▶ [Task goal]: Each line of the listing below, from the very first to the one that contains "Definition first: for each instance of the green foliage, the", is to be retyped exactly as it stands.

▶ [Exercise data]:
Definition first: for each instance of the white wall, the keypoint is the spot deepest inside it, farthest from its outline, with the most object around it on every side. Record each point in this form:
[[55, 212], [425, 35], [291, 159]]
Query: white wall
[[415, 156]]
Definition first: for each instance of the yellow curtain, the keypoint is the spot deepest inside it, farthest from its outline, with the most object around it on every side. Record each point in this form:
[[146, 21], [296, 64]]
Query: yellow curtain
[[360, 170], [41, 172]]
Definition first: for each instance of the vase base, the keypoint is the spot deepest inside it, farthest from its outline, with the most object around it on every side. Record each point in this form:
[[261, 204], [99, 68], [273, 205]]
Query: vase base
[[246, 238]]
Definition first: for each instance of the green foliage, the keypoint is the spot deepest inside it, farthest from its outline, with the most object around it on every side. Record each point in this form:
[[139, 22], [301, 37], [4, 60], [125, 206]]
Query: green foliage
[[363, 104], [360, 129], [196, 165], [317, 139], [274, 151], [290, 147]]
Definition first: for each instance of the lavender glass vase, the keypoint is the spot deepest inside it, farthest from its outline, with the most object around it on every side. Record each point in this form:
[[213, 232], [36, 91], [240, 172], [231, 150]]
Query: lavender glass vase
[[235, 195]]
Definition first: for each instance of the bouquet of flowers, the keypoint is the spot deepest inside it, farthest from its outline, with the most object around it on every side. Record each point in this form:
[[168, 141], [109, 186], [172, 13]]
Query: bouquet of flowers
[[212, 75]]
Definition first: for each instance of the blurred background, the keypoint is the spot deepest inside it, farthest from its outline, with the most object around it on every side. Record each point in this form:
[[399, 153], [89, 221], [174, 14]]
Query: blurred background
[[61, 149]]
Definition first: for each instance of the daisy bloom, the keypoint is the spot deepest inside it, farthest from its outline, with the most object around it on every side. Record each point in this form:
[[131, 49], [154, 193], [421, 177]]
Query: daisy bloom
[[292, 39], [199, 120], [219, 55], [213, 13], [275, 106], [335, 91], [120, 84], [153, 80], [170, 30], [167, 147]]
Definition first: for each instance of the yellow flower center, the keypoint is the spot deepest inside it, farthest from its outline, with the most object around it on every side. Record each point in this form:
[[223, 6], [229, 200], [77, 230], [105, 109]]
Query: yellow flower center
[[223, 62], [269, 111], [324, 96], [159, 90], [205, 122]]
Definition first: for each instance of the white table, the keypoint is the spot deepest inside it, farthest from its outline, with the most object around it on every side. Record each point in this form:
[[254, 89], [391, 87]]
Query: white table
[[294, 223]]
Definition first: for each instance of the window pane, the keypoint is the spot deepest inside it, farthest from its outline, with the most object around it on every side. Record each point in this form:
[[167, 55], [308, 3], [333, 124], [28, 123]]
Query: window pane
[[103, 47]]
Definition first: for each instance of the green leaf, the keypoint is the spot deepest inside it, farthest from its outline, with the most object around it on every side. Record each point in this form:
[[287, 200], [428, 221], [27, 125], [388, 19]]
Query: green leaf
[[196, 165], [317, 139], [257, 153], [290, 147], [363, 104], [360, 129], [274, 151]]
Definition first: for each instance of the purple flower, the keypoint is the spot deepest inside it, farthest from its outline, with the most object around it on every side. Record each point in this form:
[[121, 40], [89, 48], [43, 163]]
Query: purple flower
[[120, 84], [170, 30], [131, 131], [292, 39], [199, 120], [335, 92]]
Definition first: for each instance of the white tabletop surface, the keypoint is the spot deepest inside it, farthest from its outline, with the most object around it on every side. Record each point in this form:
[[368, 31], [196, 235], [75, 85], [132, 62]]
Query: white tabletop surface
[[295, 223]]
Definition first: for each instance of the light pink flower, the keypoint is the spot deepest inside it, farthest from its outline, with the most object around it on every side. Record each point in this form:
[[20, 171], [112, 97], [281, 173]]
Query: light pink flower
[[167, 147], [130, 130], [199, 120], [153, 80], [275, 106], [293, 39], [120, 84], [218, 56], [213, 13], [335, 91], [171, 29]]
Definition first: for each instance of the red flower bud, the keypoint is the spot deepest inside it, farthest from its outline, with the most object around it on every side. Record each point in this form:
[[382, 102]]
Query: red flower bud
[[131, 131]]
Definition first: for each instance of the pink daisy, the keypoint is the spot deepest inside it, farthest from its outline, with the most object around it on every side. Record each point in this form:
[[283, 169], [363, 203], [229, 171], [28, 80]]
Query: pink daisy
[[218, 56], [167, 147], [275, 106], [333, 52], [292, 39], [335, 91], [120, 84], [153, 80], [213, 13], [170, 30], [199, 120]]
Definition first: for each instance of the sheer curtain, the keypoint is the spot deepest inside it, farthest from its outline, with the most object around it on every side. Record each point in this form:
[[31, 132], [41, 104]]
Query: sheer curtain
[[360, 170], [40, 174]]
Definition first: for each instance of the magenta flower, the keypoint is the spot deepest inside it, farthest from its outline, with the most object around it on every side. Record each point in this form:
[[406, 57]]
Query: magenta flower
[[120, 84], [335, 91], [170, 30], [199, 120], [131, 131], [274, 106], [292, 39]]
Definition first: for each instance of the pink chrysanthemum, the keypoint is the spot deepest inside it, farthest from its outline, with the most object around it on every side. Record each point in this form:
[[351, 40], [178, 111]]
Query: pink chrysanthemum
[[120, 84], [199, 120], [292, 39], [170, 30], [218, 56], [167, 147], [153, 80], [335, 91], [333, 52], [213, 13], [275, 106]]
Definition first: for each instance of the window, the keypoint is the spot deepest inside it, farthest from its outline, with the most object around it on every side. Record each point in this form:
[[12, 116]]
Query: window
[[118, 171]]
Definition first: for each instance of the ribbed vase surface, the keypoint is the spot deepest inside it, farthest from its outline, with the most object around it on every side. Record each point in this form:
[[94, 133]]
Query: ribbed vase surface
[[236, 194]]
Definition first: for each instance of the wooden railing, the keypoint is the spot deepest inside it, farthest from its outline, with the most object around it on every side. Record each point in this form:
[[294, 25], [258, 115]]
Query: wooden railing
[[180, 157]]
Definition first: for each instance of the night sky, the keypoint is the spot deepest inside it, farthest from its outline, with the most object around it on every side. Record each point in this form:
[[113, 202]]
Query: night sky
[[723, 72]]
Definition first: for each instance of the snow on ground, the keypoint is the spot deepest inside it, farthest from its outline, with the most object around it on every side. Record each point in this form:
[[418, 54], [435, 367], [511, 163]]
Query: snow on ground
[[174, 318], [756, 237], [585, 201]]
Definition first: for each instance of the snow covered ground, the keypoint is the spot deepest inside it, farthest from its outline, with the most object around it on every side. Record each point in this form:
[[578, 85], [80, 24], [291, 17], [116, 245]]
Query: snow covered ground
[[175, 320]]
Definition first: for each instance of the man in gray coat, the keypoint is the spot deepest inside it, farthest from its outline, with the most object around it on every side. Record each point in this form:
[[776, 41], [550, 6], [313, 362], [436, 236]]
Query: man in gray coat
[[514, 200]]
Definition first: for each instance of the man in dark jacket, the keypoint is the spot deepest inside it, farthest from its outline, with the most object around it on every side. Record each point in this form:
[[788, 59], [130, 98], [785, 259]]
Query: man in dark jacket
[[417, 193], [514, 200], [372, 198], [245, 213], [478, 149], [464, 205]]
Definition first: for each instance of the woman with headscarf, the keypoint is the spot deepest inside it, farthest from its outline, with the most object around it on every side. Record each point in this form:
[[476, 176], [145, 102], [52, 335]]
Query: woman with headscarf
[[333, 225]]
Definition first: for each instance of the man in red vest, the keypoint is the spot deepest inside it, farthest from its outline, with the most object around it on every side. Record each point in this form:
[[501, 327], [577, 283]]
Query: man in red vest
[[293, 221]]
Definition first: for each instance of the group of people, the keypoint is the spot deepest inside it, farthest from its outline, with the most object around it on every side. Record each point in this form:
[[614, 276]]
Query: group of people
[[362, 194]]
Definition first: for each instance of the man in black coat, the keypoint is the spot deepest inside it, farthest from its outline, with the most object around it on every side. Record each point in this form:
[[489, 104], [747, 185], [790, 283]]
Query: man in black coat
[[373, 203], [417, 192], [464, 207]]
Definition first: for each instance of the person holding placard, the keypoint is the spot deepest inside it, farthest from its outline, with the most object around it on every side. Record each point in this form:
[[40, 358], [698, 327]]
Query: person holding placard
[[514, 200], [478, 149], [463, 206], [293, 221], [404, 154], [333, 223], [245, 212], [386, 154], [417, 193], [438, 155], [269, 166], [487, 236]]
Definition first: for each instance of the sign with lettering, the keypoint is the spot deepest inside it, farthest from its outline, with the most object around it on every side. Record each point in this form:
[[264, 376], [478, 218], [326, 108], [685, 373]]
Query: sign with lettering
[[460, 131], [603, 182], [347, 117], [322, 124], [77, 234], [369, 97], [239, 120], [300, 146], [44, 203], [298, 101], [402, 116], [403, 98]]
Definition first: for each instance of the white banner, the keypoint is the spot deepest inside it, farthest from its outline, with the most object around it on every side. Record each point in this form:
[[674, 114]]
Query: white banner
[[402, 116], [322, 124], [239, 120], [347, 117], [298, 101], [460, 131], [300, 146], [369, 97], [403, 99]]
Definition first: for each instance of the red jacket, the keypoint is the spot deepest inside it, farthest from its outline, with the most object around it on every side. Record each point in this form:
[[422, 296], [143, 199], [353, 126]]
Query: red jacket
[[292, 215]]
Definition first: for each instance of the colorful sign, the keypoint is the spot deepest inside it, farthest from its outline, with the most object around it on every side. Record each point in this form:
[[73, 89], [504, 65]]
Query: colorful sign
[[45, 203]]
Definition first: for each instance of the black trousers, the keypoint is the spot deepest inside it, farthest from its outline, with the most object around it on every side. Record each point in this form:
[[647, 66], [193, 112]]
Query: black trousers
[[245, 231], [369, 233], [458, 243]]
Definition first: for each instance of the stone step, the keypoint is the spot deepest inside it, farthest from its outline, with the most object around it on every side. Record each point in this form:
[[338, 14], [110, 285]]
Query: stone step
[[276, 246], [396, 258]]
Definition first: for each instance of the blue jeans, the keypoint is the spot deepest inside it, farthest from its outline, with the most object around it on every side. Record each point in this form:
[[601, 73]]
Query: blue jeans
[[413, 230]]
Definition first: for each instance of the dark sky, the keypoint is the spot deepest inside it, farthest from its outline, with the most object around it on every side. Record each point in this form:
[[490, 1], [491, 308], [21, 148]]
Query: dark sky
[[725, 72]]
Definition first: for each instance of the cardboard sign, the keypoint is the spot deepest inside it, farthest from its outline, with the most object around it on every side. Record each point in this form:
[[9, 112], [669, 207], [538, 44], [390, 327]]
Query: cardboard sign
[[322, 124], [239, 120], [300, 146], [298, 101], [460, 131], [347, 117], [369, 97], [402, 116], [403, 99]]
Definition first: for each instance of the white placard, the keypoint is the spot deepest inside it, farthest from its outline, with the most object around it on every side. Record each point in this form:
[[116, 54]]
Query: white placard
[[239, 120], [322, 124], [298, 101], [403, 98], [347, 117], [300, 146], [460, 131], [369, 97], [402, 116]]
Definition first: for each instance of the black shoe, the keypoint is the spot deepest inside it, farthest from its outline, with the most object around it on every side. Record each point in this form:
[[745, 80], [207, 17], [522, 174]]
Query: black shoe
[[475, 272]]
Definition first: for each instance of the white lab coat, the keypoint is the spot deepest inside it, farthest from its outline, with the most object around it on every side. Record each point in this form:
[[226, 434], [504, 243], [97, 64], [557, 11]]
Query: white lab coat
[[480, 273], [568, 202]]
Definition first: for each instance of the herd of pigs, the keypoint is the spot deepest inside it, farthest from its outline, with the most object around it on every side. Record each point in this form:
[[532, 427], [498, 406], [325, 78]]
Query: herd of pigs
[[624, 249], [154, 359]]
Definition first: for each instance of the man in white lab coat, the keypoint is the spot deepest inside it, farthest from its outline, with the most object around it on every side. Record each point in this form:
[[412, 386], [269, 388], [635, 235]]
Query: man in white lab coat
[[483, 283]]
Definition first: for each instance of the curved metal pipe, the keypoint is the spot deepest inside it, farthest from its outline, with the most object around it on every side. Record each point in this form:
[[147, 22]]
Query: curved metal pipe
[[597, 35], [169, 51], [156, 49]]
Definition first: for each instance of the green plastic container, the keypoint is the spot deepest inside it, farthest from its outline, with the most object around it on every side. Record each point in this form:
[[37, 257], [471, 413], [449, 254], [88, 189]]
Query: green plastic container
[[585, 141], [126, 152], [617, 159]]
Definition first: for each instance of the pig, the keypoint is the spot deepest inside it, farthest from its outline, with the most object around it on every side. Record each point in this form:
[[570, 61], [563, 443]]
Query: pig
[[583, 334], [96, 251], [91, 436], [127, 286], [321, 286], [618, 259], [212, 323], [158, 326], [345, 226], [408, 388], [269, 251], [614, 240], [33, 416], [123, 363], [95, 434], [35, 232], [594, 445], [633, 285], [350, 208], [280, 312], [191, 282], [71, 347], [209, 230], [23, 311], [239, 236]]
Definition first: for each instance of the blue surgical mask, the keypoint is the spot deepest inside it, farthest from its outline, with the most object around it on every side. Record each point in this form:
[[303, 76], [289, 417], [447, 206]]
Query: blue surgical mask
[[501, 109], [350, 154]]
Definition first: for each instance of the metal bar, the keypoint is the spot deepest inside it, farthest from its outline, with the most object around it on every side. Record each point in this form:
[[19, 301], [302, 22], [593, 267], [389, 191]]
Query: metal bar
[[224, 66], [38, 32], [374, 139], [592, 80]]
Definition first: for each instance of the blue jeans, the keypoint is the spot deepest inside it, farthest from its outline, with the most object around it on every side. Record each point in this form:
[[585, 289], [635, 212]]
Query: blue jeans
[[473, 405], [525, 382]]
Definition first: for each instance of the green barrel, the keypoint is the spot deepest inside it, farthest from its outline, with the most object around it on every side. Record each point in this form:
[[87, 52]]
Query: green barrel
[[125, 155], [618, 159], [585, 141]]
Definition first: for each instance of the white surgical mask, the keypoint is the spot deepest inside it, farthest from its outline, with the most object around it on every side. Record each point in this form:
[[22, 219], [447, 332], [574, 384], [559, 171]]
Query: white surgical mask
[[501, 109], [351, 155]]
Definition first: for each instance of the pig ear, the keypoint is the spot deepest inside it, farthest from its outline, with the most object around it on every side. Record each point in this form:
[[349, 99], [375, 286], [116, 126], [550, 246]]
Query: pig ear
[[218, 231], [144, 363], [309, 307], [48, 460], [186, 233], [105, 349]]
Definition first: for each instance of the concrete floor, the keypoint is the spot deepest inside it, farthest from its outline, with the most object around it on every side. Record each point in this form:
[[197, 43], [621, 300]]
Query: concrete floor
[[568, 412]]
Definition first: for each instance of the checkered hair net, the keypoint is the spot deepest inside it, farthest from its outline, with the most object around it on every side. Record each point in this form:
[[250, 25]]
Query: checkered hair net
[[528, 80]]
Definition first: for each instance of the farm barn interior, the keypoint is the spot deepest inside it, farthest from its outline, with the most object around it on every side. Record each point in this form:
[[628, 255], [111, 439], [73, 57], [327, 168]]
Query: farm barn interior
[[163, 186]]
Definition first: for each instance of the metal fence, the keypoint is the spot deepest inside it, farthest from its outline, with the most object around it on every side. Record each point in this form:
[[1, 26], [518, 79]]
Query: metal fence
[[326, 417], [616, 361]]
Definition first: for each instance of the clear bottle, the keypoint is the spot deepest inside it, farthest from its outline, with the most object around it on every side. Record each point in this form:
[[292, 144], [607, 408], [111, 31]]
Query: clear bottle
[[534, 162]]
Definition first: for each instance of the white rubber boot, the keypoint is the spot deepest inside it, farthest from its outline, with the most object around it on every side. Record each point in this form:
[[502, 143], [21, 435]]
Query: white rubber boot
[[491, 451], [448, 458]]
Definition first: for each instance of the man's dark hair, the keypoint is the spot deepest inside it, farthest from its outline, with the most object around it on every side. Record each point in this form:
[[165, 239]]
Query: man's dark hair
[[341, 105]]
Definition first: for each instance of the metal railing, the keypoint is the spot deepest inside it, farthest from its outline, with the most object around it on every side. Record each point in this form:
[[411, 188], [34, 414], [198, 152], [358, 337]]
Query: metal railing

▶ [Solved exercise]:
Definition first: for each instance of the white wall, the keypoint is the spot deepest inside it, farthest from its outline, with the most object around it on every side. Record each point in this form:
[[55, 212], [425, 35], [291, 159]]
Query: white wall
[[415, 156]]
Definition first: for each instance of the yellow curtain, the keypoint is the spot deepest inside it, farthest from its outline, with the most object around it on every side. Record each point in this form:
[[146, 21], [296, 64]]
Query: yellow curtain
[[360, 170], [41, 172]]
Definition first: for each instance of the vase base, the keypoint is the spot deepest inside it, farthest from its outline, with the most object around it on every side. Record each point in this form:
[[261, 204], [99, 68], [273, 205]]
Query: vase base
[[246, 238]]
Definition first: for each instance of the green foliage, the keypoint is the spot deepest inside it, farthest from its outline, with the most object around it on every side. Record each point in this form:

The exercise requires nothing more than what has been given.